• WHAT IS ASKED
Reproduce word for word the lines of the data below that run from the line containing "[indicate] the pair" through the final line of the data, with both of those lines included.

• Entries drawn from a collection
==========

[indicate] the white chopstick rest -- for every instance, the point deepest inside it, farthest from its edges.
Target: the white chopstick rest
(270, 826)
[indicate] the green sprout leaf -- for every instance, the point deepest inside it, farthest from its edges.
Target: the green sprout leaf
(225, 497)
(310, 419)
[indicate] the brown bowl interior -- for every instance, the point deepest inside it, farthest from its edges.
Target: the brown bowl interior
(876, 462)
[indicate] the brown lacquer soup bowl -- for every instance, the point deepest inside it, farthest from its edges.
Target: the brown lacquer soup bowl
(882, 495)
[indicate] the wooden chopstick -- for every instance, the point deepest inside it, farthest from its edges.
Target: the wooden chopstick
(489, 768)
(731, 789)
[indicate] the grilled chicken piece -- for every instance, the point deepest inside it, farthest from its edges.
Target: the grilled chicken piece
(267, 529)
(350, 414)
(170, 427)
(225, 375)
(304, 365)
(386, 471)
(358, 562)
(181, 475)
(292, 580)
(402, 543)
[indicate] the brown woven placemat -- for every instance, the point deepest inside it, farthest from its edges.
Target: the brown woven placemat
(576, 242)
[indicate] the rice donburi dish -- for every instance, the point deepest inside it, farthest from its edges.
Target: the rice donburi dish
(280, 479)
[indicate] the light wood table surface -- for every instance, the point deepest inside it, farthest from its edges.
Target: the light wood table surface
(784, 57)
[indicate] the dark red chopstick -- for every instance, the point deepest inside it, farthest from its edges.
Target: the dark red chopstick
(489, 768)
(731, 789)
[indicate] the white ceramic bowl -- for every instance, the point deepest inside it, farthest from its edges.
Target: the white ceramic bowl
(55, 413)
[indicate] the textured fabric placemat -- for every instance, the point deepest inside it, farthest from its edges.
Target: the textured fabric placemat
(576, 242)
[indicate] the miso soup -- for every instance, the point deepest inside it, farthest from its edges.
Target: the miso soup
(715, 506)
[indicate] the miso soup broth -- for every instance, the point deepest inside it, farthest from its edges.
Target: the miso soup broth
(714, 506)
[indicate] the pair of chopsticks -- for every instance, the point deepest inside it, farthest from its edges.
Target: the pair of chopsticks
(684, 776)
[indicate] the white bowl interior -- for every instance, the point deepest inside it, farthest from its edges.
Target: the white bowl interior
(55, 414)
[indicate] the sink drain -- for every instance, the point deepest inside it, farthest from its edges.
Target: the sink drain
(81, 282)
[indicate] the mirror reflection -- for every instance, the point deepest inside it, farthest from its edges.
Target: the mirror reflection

==========

• COMPLETE RESPONSE
[indicate] the pair of chopsticks -- for every instance, the point deepest inside it, farthest from its edges.
Target: the pair of chopsticks
(684, 776)
[indicate] the white bowl interior -- for every instance, the point deepest inside it, farthest from its edges.
Target: the white bowl interior
(55, 414)
[indicate] the sink drain -- for every instance, the point deepest inside it, farthest from its edges.
Target: the sink drain
(81, 282)
[indicate] the mirror reflection -- for every instance, the point deepest inside it, farthest from its edges.
Target: the mirror reflection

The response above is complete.